Ausgangstext

Obsoleszenz-Papst Eisenriegler: "Früher haben mich viele für einen Spinner gehalten"

Spätestens 2025 wird es keine Wegwerfprodukte mehr geben, sagt R.U.S.Z-Gründer und Obsoleszenz-Papst Sepp Eisenriegler im Interview.

Sepp Eisenriegler (Bild: VKI)
Sepp Eisenriegler

Herr Eisenriegler, schon vor Jahrzehnten haben Sie sich den Themen Nachhaltigkeit, Kreislaufwirtschaft und Gemeinwohl­ökonomie verschrieben. Sehen Sie sich ein bisschen als Don Quichotte im Kampf gegen die Windmühlen?
Als Don Quichotte habe ich mich noch nie gefühlt, dafür sind die Erfolge, die ich einfahren konnte, zu viele. Früher haben mich viele für einen Spinner gehalten. Die Gleichen sagen heute: Du hattest schon vor 30 Jahren recht.

Aber so richtig langlebig bauen die Hersteller ihre Produkte ja noch immer nicht ...
Noch nicht. Aber es gibt einige ganz konkrete Entwicklungen. Beispielsweise ist die Installierung eines EU-weiten Gütesiegels, vergleichbar mit dem Energieeffizienz-Label, anhand dessen Konsumenten erkennen können, für wie viele Verwendungsjahre ein Produkt gebaut wurde, wie reparaturfreundlich das Design und wie groß der ökologische Fuß­abdruck des Produkts schon bei der Produk­tion ist, weit vorangeschritten. Ich schätze, dass das noch zwischen einem halben Jahr und einem Jahr dauern wird, bis es in Brüssel durch ist. Und dann nochmal rund ein Jahr, bis es in den Mitgliedstaaten umgesetzt wird. Es geht dabei auch darum, dass die Gewährleistungsfrage in allen Mitgliedstaaten gleich gehandhabt wird.

Klingt aber sehr ambitioniert ...
Das sind die letzten Informationen, die ich aus der Konsumentenschutz-Sektion des Ministeriums vernommen habe. Aber es ist ja ohnedies höchst an der Zeit! Die zirkuläre Wirtschaftsweise, als Gegenteil der linearen, heißt ja nichts anderes, als dass wir sparsamer mit unseren Rohstoffen umgehen müssen, insbesondere mit Metallen und Mineralien. Wir wissen ja um die Knappheit mancher Rohstoffe. Die Seltenen Erden tragen die Knappheit schon im Namen. Und trotzdem werden diese Rohstoffe nicht teurer. Das nenne ich Marktversagen. Es hat natürlich viel damit zu tun, dass sie in den Ländern des sogenannten Globalen Südens abgebaut werden, unter zum Teil absolut unmenschlichen Bedingungen. 

Welche Handhabe hat der einzelne Konsument derzeit?

Gespeicherte Datensätze:
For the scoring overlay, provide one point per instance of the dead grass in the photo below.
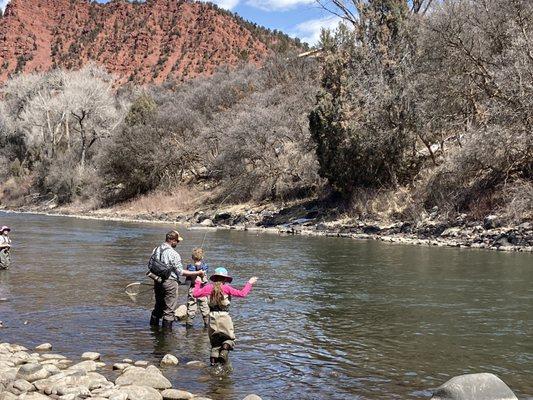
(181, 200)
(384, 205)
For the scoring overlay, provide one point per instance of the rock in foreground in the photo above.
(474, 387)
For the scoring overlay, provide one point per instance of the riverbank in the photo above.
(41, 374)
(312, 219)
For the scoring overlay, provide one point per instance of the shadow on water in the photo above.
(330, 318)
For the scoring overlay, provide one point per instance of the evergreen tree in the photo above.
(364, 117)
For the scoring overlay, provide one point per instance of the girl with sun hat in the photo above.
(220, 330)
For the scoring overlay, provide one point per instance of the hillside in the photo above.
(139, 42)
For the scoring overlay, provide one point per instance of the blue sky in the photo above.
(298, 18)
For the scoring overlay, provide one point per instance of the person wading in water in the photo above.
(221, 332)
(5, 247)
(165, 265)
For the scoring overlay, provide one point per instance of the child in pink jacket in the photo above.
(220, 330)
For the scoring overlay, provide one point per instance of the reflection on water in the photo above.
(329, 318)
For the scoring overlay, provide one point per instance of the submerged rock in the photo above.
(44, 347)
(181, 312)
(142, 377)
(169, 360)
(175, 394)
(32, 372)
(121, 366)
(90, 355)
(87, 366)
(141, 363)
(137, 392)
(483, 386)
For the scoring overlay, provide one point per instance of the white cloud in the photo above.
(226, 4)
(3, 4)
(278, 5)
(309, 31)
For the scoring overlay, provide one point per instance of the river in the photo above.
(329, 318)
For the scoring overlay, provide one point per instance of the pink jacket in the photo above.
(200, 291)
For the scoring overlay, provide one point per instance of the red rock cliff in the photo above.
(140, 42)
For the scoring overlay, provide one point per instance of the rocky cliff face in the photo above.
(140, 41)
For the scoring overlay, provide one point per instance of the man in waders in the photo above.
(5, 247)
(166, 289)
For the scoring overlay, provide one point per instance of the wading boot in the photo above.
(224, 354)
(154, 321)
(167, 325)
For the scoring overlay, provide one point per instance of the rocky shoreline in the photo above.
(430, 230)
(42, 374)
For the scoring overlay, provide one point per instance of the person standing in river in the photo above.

==

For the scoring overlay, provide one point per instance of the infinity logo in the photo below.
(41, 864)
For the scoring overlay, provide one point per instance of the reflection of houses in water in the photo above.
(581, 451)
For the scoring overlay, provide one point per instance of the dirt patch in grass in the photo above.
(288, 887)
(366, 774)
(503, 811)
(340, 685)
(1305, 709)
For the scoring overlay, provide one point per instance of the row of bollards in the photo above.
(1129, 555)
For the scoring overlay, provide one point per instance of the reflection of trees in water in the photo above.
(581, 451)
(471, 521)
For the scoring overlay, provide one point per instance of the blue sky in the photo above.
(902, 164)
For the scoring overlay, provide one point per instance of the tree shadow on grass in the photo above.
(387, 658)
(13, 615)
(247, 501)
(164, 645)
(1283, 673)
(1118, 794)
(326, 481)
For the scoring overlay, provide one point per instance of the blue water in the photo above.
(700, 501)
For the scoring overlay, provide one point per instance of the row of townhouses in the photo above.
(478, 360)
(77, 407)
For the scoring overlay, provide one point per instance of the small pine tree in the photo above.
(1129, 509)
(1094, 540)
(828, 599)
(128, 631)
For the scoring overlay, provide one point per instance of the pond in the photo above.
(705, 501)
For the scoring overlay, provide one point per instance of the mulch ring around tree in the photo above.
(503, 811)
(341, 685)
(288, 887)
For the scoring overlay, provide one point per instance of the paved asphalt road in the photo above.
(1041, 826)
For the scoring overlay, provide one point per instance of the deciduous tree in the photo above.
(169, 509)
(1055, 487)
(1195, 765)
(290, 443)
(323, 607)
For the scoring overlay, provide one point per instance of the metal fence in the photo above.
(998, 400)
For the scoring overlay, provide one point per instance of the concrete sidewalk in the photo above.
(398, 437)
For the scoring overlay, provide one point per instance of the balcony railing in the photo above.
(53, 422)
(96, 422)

* * *

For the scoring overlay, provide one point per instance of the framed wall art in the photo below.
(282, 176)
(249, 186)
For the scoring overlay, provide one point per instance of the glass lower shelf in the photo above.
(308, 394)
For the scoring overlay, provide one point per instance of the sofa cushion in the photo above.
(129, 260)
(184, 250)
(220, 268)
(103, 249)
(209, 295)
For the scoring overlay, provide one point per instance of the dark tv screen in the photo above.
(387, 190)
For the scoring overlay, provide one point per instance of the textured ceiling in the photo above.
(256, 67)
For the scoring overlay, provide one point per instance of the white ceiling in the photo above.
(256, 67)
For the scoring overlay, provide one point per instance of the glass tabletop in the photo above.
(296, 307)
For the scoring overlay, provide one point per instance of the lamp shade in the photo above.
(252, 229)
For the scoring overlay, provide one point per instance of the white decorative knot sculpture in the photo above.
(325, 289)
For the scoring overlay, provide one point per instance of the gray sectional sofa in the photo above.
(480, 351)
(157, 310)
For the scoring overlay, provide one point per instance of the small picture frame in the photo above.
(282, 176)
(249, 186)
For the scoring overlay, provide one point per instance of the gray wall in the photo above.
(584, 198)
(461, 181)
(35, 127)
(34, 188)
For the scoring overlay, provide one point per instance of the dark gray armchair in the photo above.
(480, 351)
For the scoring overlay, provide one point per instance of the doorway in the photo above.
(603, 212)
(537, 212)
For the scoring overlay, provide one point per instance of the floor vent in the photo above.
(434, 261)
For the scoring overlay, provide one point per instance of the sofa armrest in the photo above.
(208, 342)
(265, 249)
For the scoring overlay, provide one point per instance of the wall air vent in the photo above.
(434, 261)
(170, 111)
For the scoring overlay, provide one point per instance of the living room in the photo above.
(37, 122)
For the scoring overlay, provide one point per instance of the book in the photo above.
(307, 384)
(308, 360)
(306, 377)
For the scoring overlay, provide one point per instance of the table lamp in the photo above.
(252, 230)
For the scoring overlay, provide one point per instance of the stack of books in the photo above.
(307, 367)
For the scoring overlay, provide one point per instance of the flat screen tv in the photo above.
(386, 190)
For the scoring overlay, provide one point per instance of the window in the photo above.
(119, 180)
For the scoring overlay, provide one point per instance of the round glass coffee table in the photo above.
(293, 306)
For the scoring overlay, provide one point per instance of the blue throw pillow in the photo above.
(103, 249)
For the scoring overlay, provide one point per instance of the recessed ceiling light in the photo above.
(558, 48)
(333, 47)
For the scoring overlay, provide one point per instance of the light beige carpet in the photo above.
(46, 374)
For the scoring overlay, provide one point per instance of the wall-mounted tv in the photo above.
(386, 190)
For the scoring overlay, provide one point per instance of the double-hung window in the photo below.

Die Aufgabe
Übernimm aus dem Interview mit Sepp Eisenriegler wortgetreu die Stelle, die mit den Worten „Das sind die“ anfängt und nach den Worten „absolut unmenschlichen Bedingungen.“ aufhört.

Die Antwort
Das sind die letzten Informationen, die ich aus der Konsumentenschutz-Sektion des Ministeriums vernommen habe. Aber es ist ja ohnedies höchst an der Zeit! Die zirkuläre Wirtschaftsweise, als Gegenteil der linearen, heißt ja nichts anderes, als dass wir sparsamer mit unseren Rohstoffen umgehen müssen, insbesondere mit Metallen und Mineralien. Wir wissen ja um die Knappheit mancher Rohstoffe. Die Seltenen Erden tragen die Knappheit schon im Namen. Und trotzdem werden diese Rohstoffe nicht teurer. Das nenne ich Marktversagen. Es hat natürlich viel damit zu tun, dass sie in den Ländern des sogenannten Globalen Südens abgebaut werden, unter zum Teil absolut unmenschlichen Bedingungen.